TEKS YANG DITAMPILKAN:
Oleh: TB. Kusai Murroh, S.Pd., S.H., M.H.
Akademisi dan Penasehat Hukum LPPH-BPPKB Banten
“Kepemimpinan bukanlah tentang gelar atau posisi. Ini tentang satu kehidupan yang mempengaruhi kehidupan lainnya.”- John C. Maxwll
Beberapa waktu lalu, bangsa ini merayakan hari kemerdekaan yang ke-79. Salah satu rumusan dan tujuan kemerdekaan yang termaktub dalam Pembukaan Undang-Undang 1945 adalah mencerdaskan kehidupan bangsa. Berpijak pada tujuan tersebut, maka seluruh warga negara memiliki kesempatan yang sama untuk memperoleh pendidikan.
Sayangnya, tujuan mencerdaskan kehiduoan bangsa belum terwujud sepenuhnya mengingat masih banyak warga negara yang putus sekolah. Selain tiu, kita masih memiliki persoalan rendahnya kualitas pendidikan, akses dan pelayanan yang belum merata serta sarana dan prasarana yang belum memadai khususnya di daerah pelosok.
Dunia pendidikan kita juga dihadapkan pada perubahan cara belajar baru akibat perkembangan teknologi digital. Karena itu, untuk merespons berbagai persoalan dunia pendidikan tersebut dibutuhkan sosok pemimpin yang tepat. Kepemimpinan pendidikan merupakan salah satu faktor kunci dalam memajukan sektor pendidikan.
Mengemban amanah menjadi pemimpin memang bukan perkara mudah. Selain memiliki kepemimpinan yang baik, seorang pemimpin pendidikan juga harus memiliki wawasan yang luas terkait berbagai aspek menyangkut pendidikan, mulai dari manajemen, kebijakan, hingga pengembangan kurikulum. Pemimpin pendidikan juga dituntut mempunyai keterampilan komunikasi yang baik sehingga mampu membangun kolaborasi dengan pihak-pihak terkait.
Jejen Musfah dalam Analisis Kebijakan Pendidikak (2016) menegaskan, kunci keberhasilan lembaga pendidikan adalah kualitas kepemimpinan pemimpinnya. Kita tidak bisa menilainya dari latar belakang pendidikannya—luar atau dalam negeri atau pengalamannya di masa lalu, tetapi dari kerja nyata selama masa kepemimpinannya. Sejarah yang akan membuktikan, apakah ia pemimpin sungguhan atau pemimpin stempel.
Guru Penggerak
Saat ini pendidikan di Indonesia memasuki era baru dengan kehadiran guru penggerak yang menjadi kunci transformasi pendidikan di tingkat sekolah dan wilayahnya. Guru penggerak dalam kurikulum merdeka belajar merupakan seseorang yang mampu mengarahkan peserta didik dalam mengembangkan dirinya secara menyeluruh, memiliki pemikiran yang kritis, dan daya cipta yang kreatif. Dalam pembelajaran merdeka belajar, guru penggerak harus mampu melaksanakan proses pembelajaran yang berpusat pada peserta didik.

PERINTAH A: Dalam teks tentang kepemimpinan pendidikan, apa yang disebut Jejen Musfah sebagai kunci keberhasilan lembaga pendidikan?
Teks di atas dan daftar sesudahnya adalah bahan yang berdiri sendiri-sendiri.

DATA YANG DITAMPILKAN:
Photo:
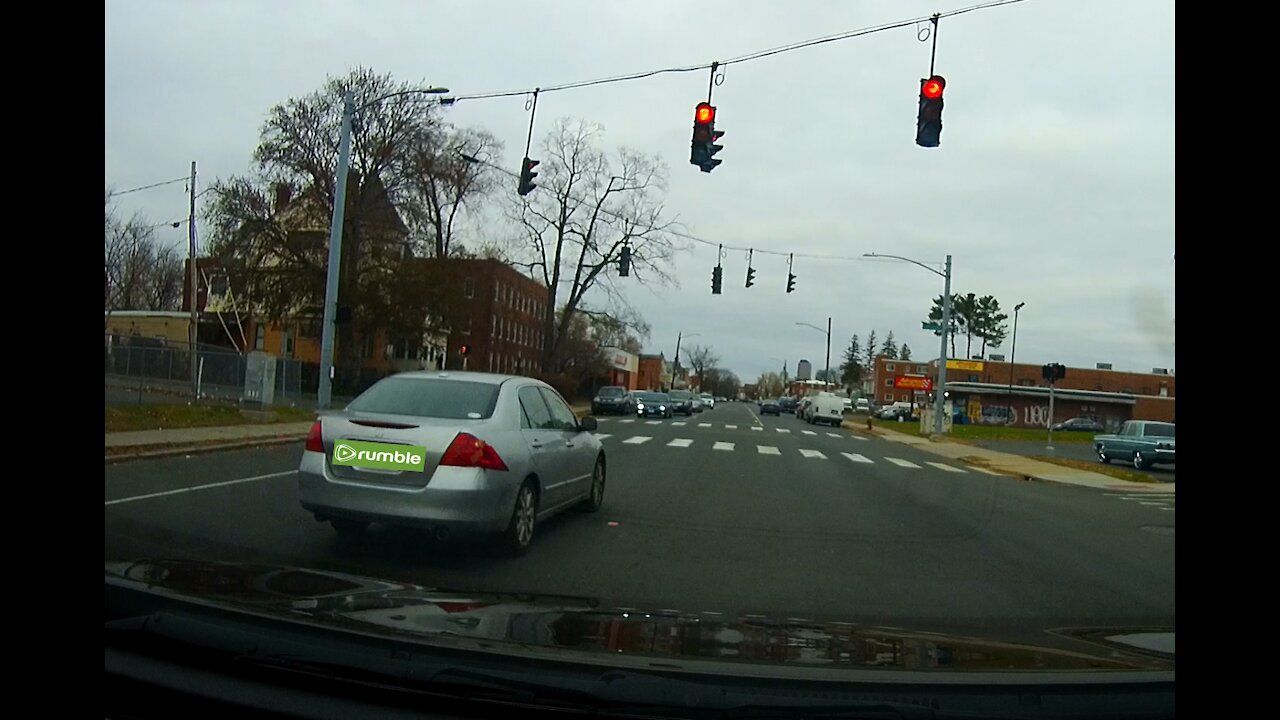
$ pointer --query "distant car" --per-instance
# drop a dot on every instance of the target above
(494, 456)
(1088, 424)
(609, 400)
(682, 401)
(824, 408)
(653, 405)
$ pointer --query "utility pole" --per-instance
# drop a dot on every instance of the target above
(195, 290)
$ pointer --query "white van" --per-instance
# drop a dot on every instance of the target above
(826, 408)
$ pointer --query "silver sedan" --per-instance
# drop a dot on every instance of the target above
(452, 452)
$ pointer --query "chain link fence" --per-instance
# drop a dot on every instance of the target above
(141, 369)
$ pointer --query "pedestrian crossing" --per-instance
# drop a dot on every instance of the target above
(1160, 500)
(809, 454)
...
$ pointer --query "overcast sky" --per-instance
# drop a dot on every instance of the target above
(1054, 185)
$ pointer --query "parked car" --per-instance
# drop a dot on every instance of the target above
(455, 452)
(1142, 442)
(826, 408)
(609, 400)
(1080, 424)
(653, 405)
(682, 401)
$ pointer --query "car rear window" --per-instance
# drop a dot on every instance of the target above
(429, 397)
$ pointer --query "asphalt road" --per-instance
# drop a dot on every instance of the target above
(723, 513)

PERINTAH B: Berapa baris dalam daftar yang memuat string "pointer"? Huruf besar dan kecil dibedakan; tuliskan angkanya saja.

JAWABAN YANG DIHARAPKAN A: Kualitas kepemimpinan pemimpinnya.

JAWABAN YANG DIHARAPKAN B: 10